(Text block):

# Powering a laser partially with Photovoltaic Cell

1. Jul 21, 2013

### Ezekial

Hello, I am working on a system where a laser does something and then there is a lot of wasted laser radiation. I want to capture this waste radiation in a small array of solar cells then feed the resulting current back into the laser to make it more efficient. The output from the solar cells will be put through a switching DC-DC converter to match the lasers input voltage requirements. Now I will have two power supplies: the output from the switching converter that is the right voltage but with insufficient current to power the laser, and another to supply the rest of the current.

My Question: I know I can't just hook these two power supplies up in parallel, so how do I connect them so that all of the Solar power goes into the laser and the rest comes from the main power supply? Is there some kind of charge controller IC or something I can buy? (I do not want to use a battery).

Thanks so much for your help!

2. Jul 21, 2013

### Staff: Mentor

If they have very similar voltages, a small resistor could work.

I doubt that you can gain a lot with that setup.
If the laser power is a few watts, where is the point? If you have a kW-laser, you can burn a hole in your solar cells unless you build an expensive setup to spread it out.

Edit: Oh right, diodes are better.

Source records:

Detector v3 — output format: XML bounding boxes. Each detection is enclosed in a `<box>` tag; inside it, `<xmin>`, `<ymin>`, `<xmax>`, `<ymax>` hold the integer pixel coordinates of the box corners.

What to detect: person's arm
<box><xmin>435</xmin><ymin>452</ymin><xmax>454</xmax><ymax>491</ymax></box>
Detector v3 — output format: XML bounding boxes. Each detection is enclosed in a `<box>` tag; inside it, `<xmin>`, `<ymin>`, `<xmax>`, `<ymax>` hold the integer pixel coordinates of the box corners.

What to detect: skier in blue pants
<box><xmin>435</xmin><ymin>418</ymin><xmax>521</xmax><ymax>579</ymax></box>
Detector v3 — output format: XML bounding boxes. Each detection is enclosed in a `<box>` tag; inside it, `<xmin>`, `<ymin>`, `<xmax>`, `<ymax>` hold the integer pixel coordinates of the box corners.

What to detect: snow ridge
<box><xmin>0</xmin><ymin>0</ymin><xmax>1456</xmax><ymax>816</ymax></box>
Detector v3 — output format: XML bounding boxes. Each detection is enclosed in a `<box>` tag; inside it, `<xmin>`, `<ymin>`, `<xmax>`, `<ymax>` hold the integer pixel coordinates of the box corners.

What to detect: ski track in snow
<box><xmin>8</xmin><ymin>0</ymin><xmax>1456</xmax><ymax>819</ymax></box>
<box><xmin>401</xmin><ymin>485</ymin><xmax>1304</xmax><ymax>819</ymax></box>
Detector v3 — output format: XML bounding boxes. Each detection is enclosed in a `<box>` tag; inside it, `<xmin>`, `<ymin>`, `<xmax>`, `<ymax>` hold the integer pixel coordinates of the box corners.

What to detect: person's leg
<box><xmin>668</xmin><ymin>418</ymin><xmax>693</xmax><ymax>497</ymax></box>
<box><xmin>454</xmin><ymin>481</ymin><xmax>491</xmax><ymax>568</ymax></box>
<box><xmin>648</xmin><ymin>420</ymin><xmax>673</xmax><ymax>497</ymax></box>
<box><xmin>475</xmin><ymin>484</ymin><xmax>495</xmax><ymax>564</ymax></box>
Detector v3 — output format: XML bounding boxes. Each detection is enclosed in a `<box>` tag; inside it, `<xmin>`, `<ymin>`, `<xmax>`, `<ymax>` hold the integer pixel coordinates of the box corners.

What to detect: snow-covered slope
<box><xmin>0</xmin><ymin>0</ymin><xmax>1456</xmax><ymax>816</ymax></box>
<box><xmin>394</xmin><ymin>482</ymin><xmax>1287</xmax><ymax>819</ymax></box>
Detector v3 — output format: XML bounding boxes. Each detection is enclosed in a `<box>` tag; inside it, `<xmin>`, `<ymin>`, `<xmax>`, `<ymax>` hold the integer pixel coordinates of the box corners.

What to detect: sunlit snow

(Work item):
Continue the forum thread about powering a laser partly with solar cells, picking up right after its last post.

(Written answer):
Last edited: Jul 21, 2013
3. Jul 21, 2013

### Baluncore

Lasers can be very inefficient, maybe 1%. Most energy, (99%), is released by the power supply or laser drive as heat. You would be better trapping and converting that waste heat than the remnant scattered light.

But to recover scattered light with a panel you would use two power diodes. One would feed current from the panel to the laser. The other would feed current from the mains supply to the laser. You would arrange the voltage of the mains supply to be slightly less than the voltage from the solar panels. That way the panels would provide what current they could, while the mains supply would make up the difference.

4. Jul 21, 2013

### Ezekial

Thanks for the reply. How would a small resistor help? In my system, an IR laser is absorbed by a crystal, then re-emitted at a higher frequency, cooling the crystal (anti-stokes fluorescence). It is this diffuse re-emitted light I will be taking power from. I just need the simplest way to dump the PV cell generated power back into the laser so that all of the PV power is used and the rest is supplied by the main supply.

5. Jul 21, 2013

### Integral

Staff Emeritus
You need to look at the efficiency of your solar cells at the lasers wavelength.

6. Jul 21, 2013

### Ezekial

Thanks Baluncore. Will the output voltage from switching converter (which I would use to make the voltage slightly higher than the mains supply) drop under load automatically or are there more necessary components? Is this how the main supply would 'know' to make up the difference?

7. Jul 21, 2013

### Ezekial

Integral, why is this important? Since my light is nearly monochromatic, I should be able to achieve nearly 80 % with gallium arsenide cells.

8. Jul 21, 2013

### Baluncore

A solar panel should be treated as a current source with a series resistance. So find out how much current the panel will be generating by doing a short circuit test with an ammeter. Then measure the voltage remaining after the internal resistance drop at that current. Set your mains supply just below that voltage, combine them with two diodes and use that combined current into the switch-mode laser supply.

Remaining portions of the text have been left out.